→ WHAT IS ASKED: Rewrite every row below as a JSON list of strings, one string per line, with blank lines omitted.

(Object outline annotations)
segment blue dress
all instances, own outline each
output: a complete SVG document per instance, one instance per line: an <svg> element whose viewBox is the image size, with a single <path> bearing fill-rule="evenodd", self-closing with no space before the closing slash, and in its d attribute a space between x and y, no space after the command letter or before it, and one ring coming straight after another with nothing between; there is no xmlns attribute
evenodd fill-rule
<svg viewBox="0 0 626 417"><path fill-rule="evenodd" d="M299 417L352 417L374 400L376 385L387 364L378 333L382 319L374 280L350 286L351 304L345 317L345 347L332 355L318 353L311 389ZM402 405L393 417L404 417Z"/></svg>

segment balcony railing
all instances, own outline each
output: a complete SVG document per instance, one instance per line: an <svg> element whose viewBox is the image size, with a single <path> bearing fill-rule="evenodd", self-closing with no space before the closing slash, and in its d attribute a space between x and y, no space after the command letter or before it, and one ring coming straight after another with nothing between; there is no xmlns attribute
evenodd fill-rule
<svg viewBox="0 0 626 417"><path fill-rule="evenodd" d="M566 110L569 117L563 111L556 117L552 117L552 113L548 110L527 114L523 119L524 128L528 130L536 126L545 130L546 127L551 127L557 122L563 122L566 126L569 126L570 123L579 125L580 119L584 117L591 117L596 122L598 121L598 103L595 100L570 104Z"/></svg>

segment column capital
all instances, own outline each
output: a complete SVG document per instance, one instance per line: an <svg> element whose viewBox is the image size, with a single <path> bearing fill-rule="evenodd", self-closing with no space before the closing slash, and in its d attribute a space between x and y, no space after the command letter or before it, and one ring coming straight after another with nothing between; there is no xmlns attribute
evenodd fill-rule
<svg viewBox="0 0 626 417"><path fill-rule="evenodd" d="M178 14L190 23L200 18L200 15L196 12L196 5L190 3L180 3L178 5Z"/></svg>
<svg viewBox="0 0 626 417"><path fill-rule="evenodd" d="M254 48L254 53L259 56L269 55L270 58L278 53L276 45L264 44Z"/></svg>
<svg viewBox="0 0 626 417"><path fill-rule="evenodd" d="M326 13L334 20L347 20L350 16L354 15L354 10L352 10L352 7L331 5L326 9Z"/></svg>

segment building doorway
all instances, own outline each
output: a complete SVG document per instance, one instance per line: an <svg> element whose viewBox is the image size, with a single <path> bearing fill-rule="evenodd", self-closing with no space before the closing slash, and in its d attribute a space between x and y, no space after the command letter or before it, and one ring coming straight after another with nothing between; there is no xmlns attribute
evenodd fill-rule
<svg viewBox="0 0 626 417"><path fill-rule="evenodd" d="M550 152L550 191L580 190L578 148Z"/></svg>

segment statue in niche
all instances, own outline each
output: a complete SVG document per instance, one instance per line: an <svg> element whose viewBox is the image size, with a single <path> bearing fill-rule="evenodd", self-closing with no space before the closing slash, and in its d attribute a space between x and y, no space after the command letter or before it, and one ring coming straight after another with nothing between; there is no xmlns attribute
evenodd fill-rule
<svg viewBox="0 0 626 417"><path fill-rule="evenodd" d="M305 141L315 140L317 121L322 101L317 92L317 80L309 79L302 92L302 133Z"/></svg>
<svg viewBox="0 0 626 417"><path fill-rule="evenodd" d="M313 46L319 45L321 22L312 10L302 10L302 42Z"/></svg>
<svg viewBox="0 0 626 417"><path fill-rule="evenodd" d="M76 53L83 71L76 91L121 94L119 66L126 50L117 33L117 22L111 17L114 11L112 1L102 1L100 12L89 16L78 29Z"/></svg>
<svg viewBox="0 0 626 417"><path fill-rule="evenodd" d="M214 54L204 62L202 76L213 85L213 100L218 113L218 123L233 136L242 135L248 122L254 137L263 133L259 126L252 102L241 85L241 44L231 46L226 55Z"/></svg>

→ FULL SOLUTION:
[
  "segment blue dress",
  "all instances, own outline each",
  "output: a complete SVG document per instance, one instance per line: an <svg> element whose viewBox is the image size, with a single <path> bearing fill-rule=\"evenodd\", self-closing with no space before the closing slash, and in its d attribute a space between x and y, no space after the command letter or before it, and one ring coming straight after another with nothing between; there is no xmlns attribute",
  "evenodd fill-rule",
  "<svg viewBox=\"0 0 626 417\"><path fill-rule=\"evenodd\" d=\"M299 417L352 417L374 400L376 385L387 364L378 333L382 319L374 280L350 286L351 304L345 317L345 347L332 355L318 353L311 389ZM402 405L393 417L404 417Z\"/></svg>",
  "segment balcony railing",
  "all instances, own outline each",
  "output: a complete SVG document per instance, one instance per line: an <svg> element whose viewBox is the image size, with a single <path> bearing fill-rule=\"evenodd\", self-closing with no space before the closing slash, and in its d attribute a space between x and y, no space after the command letter or before it, and one ring coming straight after another with nothing between; there is no xmlns attribute",
  "evenodd fill-rule",
  "<svg viewBox=\"0 0 626 417\"><path fill-rule=\"evenodd\" d=\"M566 110L569 117L563 111L556 117L552 117L552 113L548 110L527 114L523 119L524 128L528 130L536 126L545 130L546 127L551 127L557 122L563 122L566 126L569 126L570 123L579 125L580 119L584 117L591 117L596 122L598 121L598 103L595 100L570 104Z\"/></svg>",
  "segment column capital",
  "all instances, own outline each",
  "output: a complete SVG document per instance, one instance per line: an <svg> element whose viewBox is the image size, with a single <path> bearing fill-rule=\"evenodd\", self-closing with no space before the closing slash, and in its d attribute a space between x and y, no space after the command letter or before it, and one ring coming straight after another with nothing between; there is no xmlns attribute",
  "evenodd fill-rule",
  "<svg viewBox=\"0 0 626 417\"><path fill-rule=\"evenodd\" d=\"M178 14L190 23L200 18L200 15L196 12L196 5L190 3L180 3L178 5Z\"/></svg>",
  "<svg viewBox=\"0 0 626 417\"><path fill-rule=\"evenodd\" d=\"M254 48L254 53L259 56L269 55L270 58L278 53L276 45L264 44Z\"/></svg>",
  "<svg viewBox=\"0 0 626 417\"><path fill-rule=\"evenodd\" d=\"M326 13L334 20L347 20L350 16L354 15L354 10L352 10L352 7L331 5L326 9Z\"/></svg>",
  "segment building doorway",
  "all instances, own outline each",
  "output: a complete SVG document per instance, one instance per line: an <svg> element whose viewBox is the image size, with a single <path> bearing fill-rule=\"evenodd\", self-closing with no space before the closing slash, and in its d attribute a space between x and y, no space after the command letter or before it, and one ring coming straight after another with nothing between; there is no xmlns attribute",
  "evenodd fill-rule",
  "<svg viewBox=\"0 0 626 417\"><path fill-rule=\"evenodd\" d=\"M550 152L550 191L580 190L578 148Z\"/></svg>",
  "segment statue in niche",
  "all instances, own outline each",
  "output: a complete SVG document per instance, one instance per line: an <svg> element whose viewBox is the image size, with a single <path> bearing fill-rule=\"evenodd\", self-closing with no space before the closing slash, and in its d attribute a space between x and y, no space after the command letter or before it, and one ring coming straight after another with nothing between; there is no xmlns attribute",
  "evenodd fill-rule",
  "<svg viewBox=\"0 0 626 417\"><path fill-rule=\"evenodd\" d=\"M305 141L315 140L317 121L322 101L317 92L317 80L309 79L302 92L302 133Z\"/></svg>",
  "<svg viewBox=\"0 0 626 417\"><path fill-rule=\"evenodd\" d=\"M313 46L319 45L321 22L312 10L302 10L302 42Z\"/></svg>",
  "<svg viewBox=\"0 0 626 417\"><path fill-rule=\"evenodd\" d=\"M76 53L83 71L76 91L121 94L119 66L126 50L117 33L117 22L111 17L114 11L112 1L102 1L100 12L89 16L78 29Z\"/></svg>",
  "<svg viewBox=\"0 0 626 417\"><path fill-rule=\"evenodd\" d=\"M214 54L204 62L202 76L213 85L213 100L218 113L218 123L233 136L242 135L248 122L254 137L263 133L259 126L252 102L241 85L241 44L231 46L226 55Z\"/></svg>"
]